Material to process:
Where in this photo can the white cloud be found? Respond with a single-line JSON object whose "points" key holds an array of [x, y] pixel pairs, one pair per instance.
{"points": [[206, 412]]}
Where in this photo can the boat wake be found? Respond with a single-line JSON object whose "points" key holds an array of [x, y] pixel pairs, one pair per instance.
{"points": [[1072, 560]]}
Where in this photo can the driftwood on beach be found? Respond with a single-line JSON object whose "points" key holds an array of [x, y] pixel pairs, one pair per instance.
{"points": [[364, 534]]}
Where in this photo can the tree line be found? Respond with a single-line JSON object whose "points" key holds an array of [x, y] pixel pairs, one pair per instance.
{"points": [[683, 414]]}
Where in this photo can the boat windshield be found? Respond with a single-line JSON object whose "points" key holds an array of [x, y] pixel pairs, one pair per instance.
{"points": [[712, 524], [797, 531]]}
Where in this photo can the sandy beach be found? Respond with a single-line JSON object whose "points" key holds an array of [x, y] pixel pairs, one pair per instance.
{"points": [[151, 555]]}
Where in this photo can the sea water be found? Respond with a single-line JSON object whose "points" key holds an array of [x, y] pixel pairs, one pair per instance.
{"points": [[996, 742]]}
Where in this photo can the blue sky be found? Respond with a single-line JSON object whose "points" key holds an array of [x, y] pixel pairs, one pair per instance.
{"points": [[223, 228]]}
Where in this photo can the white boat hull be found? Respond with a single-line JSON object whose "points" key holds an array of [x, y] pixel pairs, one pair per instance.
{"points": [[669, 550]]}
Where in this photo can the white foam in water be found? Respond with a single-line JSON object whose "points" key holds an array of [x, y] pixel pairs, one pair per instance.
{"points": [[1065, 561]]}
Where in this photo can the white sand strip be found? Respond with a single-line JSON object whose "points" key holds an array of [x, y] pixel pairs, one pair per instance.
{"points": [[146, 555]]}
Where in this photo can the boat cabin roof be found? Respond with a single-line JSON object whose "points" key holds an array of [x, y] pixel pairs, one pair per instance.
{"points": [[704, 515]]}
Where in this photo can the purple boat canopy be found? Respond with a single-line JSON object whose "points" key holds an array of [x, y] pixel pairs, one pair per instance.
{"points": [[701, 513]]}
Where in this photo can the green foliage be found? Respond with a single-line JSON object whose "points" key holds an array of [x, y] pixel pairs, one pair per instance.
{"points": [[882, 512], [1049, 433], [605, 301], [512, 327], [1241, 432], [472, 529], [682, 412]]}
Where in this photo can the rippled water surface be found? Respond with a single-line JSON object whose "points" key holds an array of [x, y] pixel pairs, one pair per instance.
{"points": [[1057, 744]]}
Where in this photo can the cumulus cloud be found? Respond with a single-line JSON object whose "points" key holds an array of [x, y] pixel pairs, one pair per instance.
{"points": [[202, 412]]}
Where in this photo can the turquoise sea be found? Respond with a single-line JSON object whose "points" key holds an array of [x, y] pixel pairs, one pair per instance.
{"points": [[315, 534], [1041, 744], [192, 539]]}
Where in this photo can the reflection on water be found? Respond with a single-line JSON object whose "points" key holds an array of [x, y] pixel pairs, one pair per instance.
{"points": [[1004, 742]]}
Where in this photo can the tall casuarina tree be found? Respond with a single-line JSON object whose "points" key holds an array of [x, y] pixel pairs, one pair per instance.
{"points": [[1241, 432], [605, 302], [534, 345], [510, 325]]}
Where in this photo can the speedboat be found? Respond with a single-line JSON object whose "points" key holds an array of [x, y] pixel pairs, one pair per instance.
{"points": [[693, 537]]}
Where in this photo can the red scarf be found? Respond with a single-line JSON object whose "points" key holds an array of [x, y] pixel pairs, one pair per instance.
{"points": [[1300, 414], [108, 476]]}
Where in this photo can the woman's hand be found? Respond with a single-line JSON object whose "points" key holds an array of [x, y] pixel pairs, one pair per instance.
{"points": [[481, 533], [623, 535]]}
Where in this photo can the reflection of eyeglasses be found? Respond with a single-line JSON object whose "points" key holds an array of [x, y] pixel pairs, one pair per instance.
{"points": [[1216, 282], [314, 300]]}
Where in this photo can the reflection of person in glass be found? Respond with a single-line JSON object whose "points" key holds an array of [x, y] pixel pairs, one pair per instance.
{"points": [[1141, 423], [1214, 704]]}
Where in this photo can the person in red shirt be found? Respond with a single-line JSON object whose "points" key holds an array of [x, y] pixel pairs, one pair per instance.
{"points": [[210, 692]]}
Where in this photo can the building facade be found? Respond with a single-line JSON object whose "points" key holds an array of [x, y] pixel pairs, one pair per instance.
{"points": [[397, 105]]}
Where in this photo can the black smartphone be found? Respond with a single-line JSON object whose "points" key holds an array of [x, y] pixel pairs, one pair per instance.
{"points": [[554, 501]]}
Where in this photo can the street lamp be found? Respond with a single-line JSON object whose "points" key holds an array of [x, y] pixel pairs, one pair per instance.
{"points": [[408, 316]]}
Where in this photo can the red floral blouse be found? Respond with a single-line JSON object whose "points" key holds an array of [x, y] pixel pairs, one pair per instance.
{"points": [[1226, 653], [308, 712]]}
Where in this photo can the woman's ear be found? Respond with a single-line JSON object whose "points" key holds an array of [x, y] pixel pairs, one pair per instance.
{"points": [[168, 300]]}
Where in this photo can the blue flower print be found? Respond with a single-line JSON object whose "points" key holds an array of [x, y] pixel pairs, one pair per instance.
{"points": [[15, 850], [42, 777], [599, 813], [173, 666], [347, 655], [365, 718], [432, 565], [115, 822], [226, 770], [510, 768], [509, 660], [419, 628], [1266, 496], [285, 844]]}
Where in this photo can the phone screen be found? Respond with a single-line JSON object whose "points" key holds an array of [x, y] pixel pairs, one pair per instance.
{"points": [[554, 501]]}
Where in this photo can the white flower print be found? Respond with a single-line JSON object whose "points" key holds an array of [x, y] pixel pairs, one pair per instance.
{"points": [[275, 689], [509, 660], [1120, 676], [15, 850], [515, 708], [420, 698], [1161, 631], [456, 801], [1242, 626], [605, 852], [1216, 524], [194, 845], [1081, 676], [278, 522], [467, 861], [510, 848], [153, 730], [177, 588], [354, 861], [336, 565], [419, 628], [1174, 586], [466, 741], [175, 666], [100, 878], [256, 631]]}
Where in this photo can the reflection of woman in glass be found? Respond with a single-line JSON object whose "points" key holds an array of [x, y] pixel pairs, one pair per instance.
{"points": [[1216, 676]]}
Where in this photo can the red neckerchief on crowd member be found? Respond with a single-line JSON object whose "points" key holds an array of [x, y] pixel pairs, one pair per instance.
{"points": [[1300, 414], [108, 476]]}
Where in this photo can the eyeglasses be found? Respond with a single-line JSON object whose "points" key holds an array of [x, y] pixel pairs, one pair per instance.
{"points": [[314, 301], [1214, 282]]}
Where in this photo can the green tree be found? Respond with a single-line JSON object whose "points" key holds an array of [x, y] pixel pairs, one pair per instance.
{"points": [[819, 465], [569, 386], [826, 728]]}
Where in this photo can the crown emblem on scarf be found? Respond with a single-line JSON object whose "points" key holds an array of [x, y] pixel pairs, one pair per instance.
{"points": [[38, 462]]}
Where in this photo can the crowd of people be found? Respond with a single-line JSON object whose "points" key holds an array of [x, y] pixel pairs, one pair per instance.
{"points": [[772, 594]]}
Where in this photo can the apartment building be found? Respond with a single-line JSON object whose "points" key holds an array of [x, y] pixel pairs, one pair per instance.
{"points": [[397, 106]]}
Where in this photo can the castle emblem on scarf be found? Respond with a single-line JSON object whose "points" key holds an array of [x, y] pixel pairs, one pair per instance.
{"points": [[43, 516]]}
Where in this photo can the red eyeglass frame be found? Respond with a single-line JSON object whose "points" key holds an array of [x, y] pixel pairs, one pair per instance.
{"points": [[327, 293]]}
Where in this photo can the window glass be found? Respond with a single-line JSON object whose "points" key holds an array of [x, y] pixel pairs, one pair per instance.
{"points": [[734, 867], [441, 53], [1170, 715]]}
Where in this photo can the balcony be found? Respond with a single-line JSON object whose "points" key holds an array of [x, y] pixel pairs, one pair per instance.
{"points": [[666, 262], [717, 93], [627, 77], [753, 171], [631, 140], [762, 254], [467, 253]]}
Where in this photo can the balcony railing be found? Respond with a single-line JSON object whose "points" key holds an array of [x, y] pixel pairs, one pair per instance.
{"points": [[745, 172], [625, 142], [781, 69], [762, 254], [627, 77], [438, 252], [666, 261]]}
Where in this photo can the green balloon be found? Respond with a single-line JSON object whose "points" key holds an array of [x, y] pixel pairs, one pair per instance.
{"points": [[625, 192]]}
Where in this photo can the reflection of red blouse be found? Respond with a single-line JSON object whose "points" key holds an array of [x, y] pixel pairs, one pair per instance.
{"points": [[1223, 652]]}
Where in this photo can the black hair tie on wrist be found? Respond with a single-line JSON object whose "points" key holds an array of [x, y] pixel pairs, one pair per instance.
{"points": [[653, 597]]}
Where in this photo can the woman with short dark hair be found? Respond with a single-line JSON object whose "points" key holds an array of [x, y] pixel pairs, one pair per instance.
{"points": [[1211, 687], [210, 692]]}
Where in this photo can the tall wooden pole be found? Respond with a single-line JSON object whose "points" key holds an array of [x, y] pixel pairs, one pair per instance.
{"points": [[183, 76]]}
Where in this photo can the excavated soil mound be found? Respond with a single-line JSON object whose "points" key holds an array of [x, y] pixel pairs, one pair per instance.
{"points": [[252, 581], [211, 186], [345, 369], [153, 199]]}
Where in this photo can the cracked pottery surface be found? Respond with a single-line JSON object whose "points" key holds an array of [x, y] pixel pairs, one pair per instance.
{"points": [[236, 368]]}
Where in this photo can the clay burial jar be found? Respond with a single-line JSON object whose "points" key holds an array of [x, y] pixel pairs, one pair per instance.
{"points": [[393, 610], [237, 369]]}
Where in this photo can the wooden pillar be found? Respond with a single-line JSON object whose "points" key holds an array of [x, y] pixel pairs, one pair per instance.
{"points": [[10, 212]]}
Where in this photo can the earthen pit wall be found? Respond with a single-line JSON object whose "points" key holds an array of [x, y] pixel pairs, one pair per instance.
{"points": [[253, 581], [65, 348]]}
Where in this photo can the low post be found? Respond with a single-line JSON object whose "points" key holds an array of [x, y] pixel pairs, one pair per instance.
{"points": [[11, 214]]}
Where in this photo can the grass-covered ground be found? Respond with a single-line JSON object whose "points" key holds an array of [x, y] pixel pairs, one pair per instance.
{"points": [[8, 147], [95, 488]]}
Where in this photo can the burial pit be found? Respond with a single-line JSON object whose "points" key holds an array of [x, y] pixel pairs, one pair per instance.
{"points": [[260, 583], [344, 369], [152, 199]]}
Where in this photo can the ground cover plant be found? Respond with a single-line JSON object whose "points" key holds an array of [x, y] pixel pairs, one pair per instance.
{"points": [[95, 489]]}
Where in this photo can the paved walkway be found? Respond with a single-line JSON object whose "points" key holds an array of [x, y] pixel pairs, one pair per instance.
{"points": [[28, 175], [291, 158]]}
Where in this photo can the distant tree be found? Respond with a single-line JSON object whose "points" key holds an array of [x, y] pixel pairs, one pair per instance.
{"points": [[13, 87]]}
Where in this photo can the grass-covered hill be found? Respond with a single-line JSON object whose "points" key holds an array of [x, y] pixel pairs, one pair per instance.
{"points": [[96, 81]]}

What you are asked to do: All lines from the one that holds "Where in this photo can the distant" to the end of the entries above must be transcribed exactly, both ends included, and no others.

Task response:
Where in this photo can the distant tree be found? Respond with a single-line JSON object whose "points" key holds an array of [x, y] pixel pairs, one pair per instance.
{"points": [[13, 87]]}
Where in this photo can the grass-covered hill be found? Respond with a single-line JSON object whose "points" key holds an array of [x, y] pixel pairs, one pair per instance.
{"points": [[96, 81]]}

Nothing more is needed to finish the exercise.